List every line of the listing below that contains the string "trellis", treating uppercase and lowercase as different.

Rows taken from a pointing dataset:
● ● ●

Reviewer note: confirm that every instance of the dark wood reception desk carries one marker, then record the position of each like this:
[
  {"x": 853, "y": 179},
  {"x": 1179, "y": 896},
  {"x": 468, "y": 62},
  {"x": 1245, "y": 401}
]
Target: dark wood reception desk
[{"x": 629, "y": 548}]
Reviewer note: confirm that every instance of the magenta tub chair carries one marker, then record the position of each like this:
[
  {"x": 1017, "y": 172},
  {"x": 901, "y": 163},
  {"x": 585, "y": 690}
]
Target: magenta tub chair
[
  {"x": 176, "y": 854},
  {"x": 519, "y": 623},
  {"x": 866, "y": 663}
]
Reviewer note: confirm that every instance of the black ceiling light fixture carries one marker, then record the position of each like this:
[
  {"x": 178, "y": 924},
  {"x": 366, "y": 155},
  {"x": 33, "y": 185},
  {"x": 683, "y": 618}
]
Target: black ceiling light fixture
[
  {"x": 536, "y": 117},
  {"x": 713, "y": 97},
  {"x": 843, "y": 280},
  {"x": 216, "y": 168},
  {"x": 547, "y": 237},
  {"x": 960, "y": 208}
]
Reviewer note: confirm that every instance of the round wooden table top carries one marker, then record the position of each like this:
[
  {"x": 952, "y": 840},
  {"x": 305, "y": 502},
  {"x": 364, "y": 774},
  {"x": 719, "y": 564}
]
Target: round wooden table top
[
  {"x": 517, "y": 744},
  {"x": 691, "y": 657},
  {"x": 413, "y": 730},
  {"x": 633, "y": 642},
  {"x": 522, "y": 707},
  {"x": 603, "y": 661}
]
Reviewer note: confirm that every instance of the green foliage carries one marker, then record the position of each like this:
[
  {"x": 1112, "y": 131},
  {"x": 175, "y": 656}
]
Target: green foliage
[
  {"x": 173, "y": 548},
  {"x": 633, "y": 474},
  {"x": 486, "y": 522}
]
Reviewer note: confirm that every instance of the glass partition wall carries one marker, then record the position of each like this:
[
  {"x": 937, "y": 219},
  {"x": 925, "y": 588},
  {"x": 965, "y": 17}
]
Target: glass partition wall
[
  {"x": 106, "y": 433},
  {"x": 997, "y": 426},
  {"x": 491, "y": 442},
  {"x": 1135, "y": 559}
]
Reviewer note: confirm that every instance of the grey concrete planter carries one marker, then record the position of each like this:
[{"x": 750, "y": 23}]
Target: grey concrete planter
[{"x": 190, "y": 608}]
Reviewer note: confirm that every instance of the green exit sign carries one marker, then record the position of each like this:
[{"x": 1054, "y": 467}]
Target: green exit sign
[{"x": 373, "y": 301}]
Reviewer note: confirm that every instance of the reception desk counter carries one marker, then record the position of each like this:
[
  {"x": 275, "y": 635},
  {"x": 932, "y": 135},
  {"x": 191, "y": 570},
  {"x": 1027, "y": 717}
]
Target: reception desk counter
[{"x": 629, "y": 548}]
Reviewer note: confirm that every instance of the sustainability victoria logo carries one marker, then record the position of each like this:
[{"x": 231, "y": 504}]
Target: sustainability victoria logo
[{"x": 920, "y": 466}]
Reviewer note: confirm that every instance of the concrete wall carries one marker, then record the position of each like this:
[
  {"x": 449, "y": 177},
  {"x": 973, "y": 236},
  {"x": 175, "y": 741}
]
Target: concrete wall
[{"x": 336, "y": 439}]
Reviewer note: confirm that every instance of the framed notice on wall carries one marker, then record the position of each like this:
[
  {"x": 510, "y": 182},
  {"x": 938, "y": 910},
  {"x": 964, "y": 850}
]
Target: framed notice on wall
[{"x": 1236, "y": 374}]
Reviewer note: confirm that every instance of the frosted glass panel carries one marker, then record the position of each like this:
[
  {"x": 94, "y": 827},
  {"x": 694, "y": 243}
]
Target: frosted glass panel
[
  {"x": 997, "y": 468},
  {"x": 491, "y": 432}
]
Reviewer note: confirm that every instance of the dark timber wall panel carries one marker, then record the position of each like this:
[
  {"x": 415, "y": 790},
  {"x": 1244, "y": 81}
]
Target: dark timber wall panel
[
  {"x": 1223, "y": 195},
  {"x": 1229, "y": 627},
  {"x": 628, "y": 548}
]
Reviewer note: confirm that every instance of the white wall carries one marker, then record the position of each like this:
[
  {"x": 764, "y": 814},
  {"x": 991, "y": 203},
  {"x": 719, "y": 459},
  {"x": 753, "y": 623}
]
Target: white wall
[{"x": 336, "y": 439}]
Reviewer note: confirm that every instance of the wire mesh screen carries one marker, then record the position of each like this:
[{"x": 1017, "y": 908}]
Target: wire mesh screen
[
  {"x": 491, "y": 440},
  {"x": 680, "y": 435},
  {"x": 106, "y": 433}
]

● ● ●

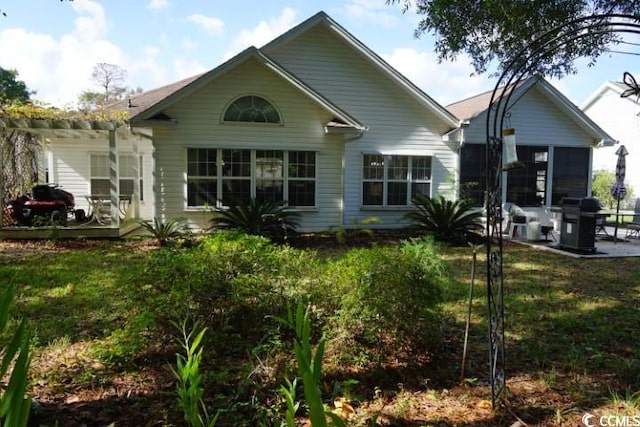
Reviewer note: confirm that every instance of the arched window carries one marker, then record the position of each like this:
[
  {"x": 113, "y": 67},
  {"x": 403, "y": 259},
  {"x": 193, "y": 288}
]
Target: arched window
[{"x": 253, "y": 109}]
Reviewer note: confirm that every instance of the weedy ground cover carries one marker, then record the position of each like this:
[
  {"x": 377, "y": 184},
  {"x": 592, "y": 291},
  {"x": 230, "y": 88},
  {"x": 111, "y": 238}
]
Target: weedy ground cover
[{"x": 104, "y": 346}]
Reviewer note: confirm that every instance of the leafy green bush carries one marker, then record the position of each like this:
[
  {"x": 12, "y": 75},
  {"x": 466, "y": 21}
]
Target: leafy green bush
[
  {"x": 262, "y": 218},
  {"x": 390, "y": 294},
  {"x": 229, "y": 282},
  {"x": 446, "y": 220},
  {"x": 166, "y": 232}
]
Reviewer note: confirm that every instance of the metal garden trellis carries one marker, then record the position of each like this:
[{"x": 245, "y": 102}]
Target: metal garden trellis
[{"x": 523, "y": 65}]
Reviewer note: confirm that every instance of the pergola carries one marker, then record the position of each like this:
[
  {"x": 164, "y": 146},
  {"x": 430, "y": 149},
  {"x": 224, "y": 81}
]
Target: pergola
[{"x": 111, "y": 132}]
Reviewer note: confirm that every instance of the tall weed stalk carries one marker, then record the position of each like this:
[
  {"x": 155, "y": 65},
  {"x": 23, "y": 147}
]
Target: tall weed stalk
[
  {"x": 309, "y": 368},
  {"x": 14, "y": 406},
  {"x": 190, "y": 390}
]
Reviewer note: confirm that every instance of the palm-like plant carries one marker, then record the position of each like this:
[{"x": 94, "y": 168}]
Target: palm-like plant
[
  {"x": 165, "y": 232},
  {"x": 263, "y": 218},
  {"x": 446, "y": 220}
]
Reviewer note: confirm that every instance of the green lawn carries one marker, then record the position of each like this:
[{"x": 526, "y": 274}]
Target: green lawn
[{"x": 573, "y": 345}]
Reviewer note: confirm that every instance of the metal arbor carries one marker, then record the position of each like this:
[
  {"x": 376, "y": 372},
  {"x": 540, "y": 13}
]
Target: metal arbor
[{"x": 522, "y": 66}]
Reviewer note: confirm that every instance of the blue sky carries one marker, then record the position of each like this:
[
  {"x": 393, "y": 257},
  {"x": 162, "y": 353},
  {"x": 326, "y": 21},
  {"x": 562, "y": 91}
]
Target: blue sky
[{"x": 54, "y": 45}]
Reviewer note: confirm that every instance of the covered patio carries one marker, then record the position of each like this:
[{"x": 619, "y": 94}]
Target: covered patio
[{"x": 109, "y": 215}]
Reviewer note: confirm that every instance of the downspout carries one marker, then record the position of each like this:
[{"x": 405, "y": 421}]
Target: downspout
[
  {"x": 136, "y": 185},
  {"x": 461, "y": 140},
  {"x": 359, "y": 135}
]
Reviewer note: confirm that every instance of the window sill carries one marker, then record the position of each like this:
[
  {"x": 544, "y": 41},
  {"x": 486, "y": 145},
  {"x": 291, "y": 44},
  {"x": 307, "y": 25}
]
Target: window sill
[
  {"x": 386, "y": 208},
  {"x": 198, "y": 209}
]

● ● ●

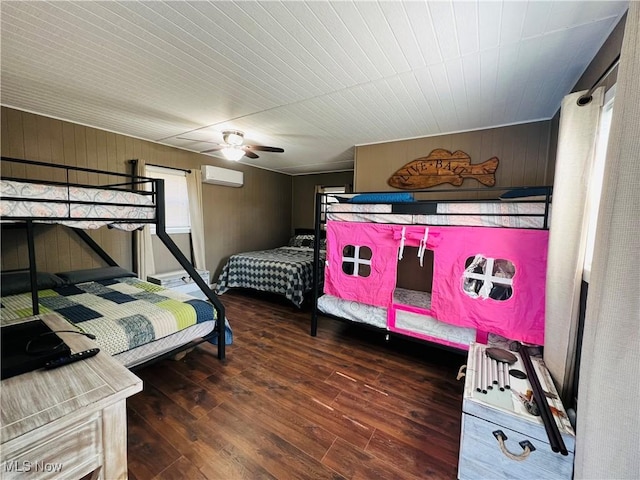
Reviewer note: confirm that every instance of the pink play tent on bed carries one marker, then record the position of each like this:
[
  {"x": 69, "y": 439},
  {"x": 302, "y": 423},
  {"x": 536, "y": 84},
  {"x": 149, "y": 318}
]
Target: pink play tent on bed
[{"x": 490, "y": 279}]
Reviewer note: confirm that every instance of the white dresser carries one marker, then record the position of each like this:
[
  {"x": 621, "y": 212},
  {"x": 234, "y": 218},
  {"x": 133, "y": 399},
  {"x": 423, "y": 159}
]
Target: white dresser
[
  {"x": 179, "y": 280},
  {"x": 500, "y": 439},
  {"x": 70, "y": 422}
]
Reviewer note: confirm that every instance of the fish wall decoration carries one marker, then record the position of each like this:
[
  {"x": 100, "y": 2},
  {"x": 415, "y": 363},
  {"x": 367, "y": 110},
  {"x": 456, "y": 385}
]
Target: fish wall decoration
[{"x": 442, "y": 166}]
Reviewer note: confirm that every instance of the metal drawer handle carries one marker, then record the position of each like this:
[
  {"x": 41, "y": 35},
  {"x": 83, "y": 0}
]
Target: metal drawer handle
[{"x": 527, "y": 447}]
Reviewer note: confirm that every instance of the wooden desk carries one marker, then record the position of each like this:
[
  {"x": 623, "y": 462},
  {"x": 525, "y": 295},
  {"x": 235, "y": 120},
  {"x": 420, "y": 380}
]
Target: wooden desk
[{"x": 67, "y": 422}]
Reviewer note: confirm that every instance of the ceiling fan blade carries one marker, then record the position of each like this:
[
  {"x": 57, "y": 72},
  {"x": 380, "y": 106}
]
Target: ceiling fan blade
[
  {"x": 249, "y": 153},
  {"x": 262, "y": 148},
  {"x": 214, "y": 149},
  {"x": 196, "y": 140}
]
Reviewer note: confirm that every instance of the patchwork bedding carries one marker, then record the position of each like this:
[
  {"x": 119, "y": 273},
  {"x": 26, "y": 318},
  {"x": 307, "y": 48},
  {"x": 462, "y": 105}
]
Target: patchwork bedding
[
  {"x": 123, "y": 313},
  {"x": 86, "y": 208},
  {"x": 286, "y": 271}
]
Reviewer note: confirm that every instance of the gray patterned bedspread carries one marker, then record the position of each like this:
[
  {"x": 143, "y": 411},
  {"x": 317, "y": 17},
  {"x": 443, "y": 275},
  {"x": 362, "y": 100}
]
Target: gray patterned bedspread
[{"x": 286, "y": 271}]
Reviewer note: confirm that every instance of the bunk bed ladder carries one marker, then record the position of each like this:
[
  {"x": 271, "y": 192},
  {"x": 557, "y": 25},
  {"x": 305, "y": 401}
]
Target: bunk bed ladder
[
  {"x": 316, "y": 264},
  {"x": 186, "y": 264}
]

● ● ●

THE RESPONSE:
Reviewer note: confirm that every instance of the metal garden trellis carries one marker, then record the position of each like this:
Target: metal garden trellis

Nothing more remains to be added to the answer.